Given problem: Please rewrite every one of the records below, switching "Put a marker" to "Place a dot" and leaving everything else unchanged. Omit the pictures from your answer.

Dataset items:
══════════

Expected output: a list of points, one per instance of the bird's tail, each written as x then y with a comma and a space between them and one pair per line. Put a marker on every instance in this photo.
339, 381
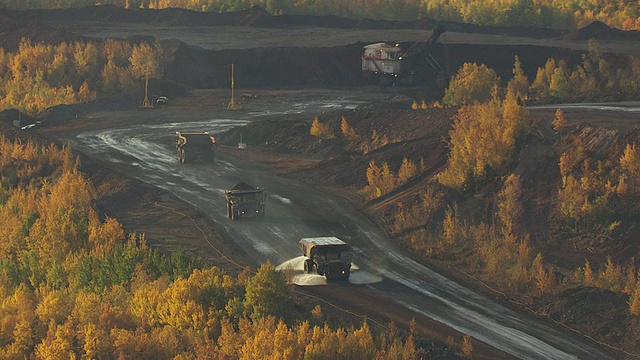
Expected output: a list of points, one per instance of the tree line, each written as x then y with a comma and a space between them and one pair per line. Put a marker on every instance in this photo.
596, 198
561, 14
75, 285
39, 76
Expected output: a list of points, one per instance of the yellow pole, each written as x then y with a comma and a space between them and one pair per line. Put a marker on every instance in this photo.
232, 102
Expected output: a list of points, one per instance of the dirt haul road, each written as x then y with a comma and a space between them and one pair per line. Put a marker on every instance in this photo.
140, 144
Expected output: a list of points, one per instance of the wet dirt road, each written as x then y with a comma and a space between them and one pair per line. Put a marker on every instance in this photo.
145, 149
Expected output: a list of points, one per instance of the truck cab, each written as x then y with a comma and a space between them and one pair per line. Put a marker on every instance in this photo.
191, 146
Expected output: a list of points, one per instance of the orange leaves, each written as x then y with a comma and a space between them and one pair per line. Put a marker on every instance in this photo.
484, 137
472, 83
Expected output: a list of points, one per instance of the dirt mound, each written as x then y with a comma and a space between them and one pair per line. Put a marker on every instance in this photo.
601, 31
599, 313
11, 32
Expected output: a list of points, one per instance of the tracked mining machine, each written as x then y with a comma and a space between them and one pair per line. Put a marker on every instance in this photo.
327, 256
245, 201
389, 64
192, 146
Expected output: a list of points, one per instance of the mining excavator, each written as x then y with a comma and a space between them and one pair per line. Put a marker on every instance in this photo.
389, 64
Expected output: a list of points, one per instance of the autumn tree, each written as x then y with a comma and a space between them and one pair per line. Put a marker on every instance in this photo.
519, 84
558, 120
408, 170
510, 208
267, 293
484, 139
146, 63
471, 83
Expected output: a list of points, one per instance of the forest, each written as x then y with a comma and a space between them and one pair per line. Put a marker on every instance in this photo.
73, 284
560, 14
597, 197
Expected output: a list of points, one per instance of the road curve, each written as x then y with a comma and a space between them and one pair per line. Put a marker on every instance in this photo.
296, 210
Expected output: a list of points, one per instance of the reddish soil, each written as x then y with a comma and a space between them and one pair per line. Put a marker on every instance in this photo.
330, 163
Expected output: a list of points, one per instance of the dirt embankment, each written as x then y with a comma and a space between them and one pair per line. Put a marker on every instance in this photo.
422, 132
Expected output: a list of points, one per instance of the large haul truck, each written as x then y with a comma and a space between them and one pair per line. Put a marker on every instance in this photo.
327, 256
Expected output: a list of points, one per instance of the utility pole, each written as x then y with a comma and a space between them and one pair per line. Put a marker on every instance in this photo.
232, 103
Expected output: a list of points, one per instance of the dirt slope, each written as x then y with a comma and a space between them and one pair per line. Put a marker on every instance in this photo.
423, 132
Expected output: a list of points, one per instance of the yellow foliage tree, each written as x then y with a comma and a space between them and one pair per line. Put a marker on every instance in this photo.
408, 169
471, 83
146, 63
558, 120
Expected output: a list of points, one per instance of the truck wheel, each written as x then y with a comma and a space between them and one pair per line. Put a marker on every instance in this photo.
308, 266
184, 156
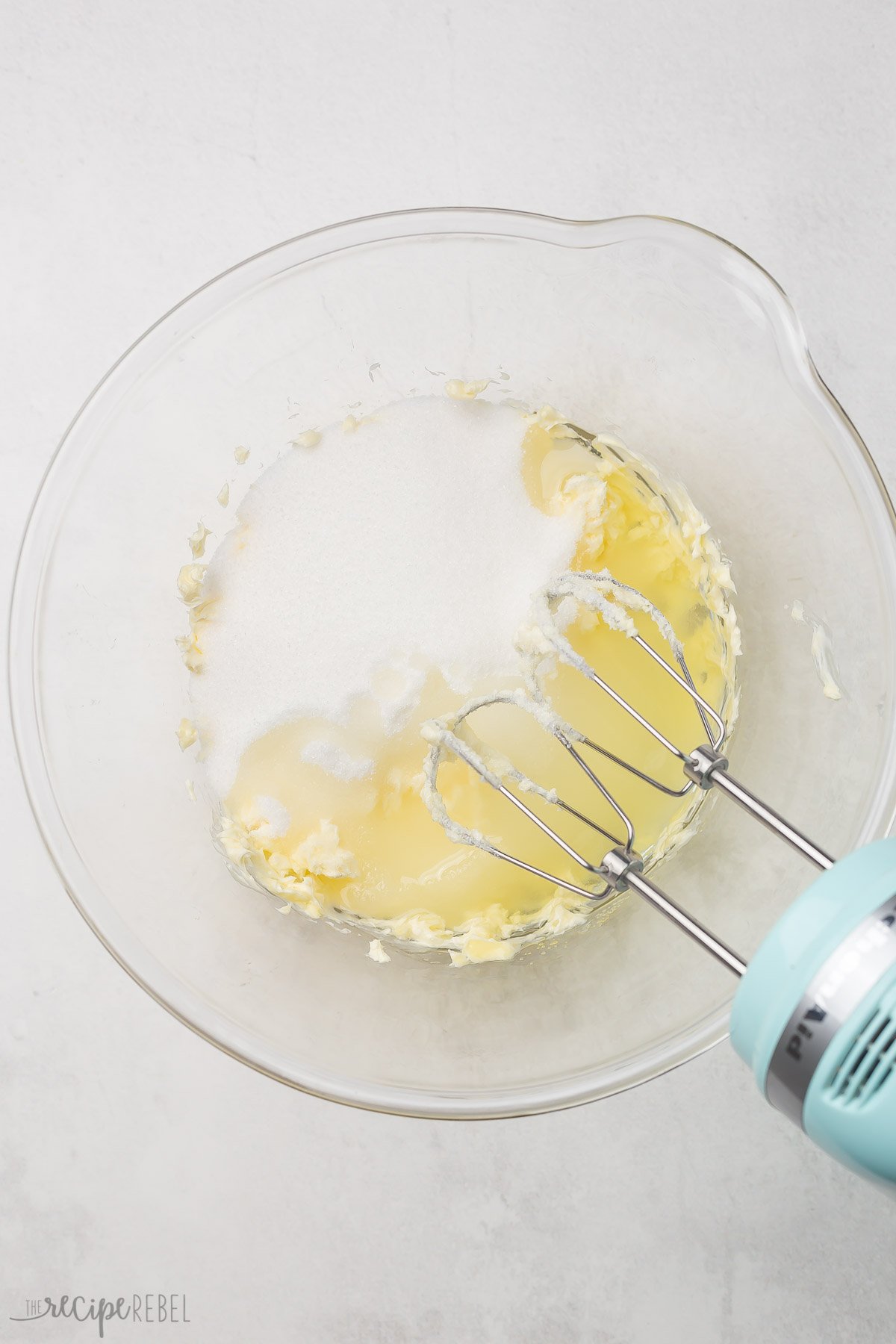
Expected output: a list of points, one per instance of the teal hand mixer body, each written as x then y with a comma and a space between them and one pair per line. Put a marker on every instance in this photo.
815, 1014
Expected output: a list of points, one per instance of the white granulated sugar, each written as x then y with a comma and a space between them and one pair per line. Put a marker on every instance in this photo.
408, 544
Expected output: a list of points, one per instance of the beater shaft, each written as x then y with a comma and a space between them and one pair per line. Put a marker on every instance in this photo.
707, 768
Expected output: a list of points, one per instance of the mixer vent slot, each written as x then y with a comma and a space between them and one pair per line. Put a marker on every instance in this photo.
868, 1063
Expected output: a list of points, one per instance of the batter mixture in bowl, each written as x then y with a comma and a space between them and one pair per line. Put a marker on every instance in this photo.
382, 573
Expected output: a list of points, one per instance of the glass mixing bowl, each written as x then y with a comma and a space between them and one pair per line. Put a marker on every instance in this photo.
647, 329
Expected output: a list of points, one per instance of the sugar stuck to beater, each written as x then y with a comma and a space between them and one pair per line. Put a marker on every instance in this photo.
405, 544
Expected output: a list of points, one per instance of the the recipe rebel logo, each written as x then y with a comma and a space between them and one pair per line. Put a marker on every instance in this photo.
144, 1310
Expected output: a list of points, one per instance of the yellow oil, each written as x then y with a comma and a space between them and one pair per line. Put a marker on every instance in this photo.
405, 868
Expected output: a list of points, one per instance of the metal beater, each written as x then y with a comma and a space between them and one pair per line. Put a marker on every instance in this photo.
815, 1011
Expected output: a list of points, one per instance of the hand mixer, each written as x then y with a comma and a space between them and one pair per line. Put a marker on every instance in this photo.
815, 1014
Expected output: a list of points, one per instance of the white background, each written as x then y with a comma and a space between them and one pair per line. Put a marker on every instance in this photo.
147, 147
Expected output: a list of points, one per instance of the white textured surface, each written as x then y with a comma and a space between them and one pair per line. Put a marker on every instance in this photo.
144, 149
341, 549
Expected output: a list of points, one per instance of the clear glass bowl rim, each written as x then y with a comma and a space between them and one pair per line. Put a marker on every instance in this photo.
144, 968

══════════

Output for this task:
Expected output: a list of points, one per instance of the bird's tail, each written as x then y with a comma and a space between them and one pair per line. Place a dot on every instance in this photo.
339, 381
Expected output: a list of points, one per instance of the tree line, each written as x then y with a comma and a space between them and one pair per line. Place a dot on every instance in this photo.
596, 198
561, 14
75, 285
39, 76
Expected output: a list of points, one per instance of the yellow pole, each written as x then y with a comma and a space between them and one pair per line. Place a dot on every instance in this photo.
232, 102
Expected output: a list of points, one per instance of the dirt haul road, each written as x then y with a comma and a space between them and one pair per line. Place a dot on every instance in this photo.
140, 144
Expected output: a list of points, one per instance of the wet dirt road, each written as x then y with a comma and a space between them and one pair per line. Place a dot on every instance in this photo.
145, 149
Expected output: a list of points, one per instance of the truck cab, each written as x then y with a comma and a space between them and one pair per line. Place a dot on every instance in this photo.
191, 146
Expected output: a list of points, one per instance of the orange leaves, each written as x then y with a comma and a space between them and one pair per line. Place a dot on every instance in this photo.
484, 137
472, 83
Expected output: a list of points, one per instance of the dirt mound, each written as x then y with a comma and a space between them and one pair per line. Place a dot on every instance in this photo.
601, 31
599, 313
11, 32
Expected output: a list of points, one per instance of the tracked mining machine, each written as x then y with a comma and a space between them and one pair per line. Place a dot on every instance in this photo.
327, 256
245, 201
389, 64
192, 146
Expected output: a list of points, one per instance of the mining excavator, each written as x then y with a comma and a space between them and one pair per line. Place a dot on every instance in this photo.
389, 64
Expected output: a list of points, one per instance of the autumn tree, each written as x then y with a comma and a space between them and one pair per line. Place a dot on every instance in this photo.
519, 84
558, 120
408, 170
510, 208
267, 293
484, 139
146, 63
471, 83
Expected output: a list of points, one per instance of the forest, each written as x then y with a comma and a space between them and one pair per line. Place a dot on every instance in this photo.
73, 284
560, 14
597, 197
Expected output: a list of points, one per instance of the road curve, each written as x then y with a comma and a space between them and one pair per line. Place a dot on every instance in this photo.
296, 210
Expected output: a list of points, one per instance of the reddish soil, each written as x then y with a comma and a space between them and one pair per line. Place a dot on every instance in this photo.
330, 163
Expected output: a list of points, one per instance of the dirt embankment, each written as x then y with a comma and a space between them and one pair per line. Place a dot on every instance in this photo.
422, 132
Expected output: a list of points, one per instance of the large haul truck, each written as x then y with a comma and a space between them and one pair per line. Place a dot on every instance in this photo.
327, 256
Expected output: a list of points, one per instance of the utility pole, each written as x then y with a comma and a space between them and one pair per line. Place a dot on every instance in this photo.
232, 103
Expected output: a list of points, one per instance of the dirt slope, each written as x then y with a comma and a space between them and one pair per line. Place a dot on every instance in this photo.
423, 132
Expected output: a list of points, one per instance of the yellow foliage tree, each written as x then y with a comma and a space between them and one pair per line. Place a dot on every instance in this photo.
408, 169
471, 83
146, 63
558, 120
Expected output: a list of points, one per instance of the truck wheel, each written as x then y with a comma and a space between them and one pair per line. Place a dot on every instance in this photo.
308, 266
184, 156
Expected output: a list of points, one per instance of the teal hand mixer body, each written as x then y with a comma and a space between them and one pair per line. Place a dot on every instance in this photo.
815, 1014
Expected output: a list of points, one per instance of the white granulated sugar, each written as x then y with a comma and a space between them and one pair per line. Place a dot on every instance in this photo.
408, 544
Expected output: a list of points, one per instance of the beater shaft, each written as x then y with a comma and a space between them and one pair per line. Place a dot on every instance in this photo.
707, 768
Expected output: a list of points, one per instance of the mixer vent slot, each written as x then y with a comma and a space between them and one pair per line. Place a dot on every instance in this photo.
868, 1063
Expected output: a list of points, one per instance of the batter mixture in bowl, each written as x then y with a comma and a space between them and one pair per line. Place a dot on every instance in this photo.
382, 573
Expected output: a list of points, one per instance of the glass mixing bowl, each written as x then y with a comma and a space between them and one pair per line. Place a dot on every instance in this photo.
647, 329
Expected output: a list of points, one per instance of the sugar stuck to beater, each written as x then y with a comma and a space between them and one pair per line. Place a dot on every instance in this photo.
405, 544
Expected output: a list of points, one per instance of the the recipe rebel logo, each written as x then y with a comma and a space between them and one pair per line. Place a dot on every instance in this photo.
144, 1310
Expected output: a list of points, one per instance of the yellow oil, each written as x then y with a comma and a space between them and one pair per line. Place a dot on every instance in this photo.
405, 868
Expected output: a list of points, one per instance of the metal beater, each written as x then y with a comma and a space between them and one pair per line. Place a dot on every instance in this photo.
815, 1011
Expected output: a list of points, one per instance of the hand mixer, each written as x then y with a comma and a space between them and one pair per line. Place a dot on every instance in this photo.
815, 1014
Expected output: a list of points, one per instance of the white background, each written as x then y with a comma and a space between them and one pair per line. Place a dot on every instance in this photo.
147, 147
Expected output: a list of points, one per instance of the white textured surface, each written as x then y with a comma and a space between them and one pair per line. Place a dot on every instance in this photo.
144, 149
341, 549
Expected output: a list of points, one per instance of the clear glass bowl rim, each written as x then y with a comma and a space between them and one pair per line. Place a dot on every instance in this photo.
144, 968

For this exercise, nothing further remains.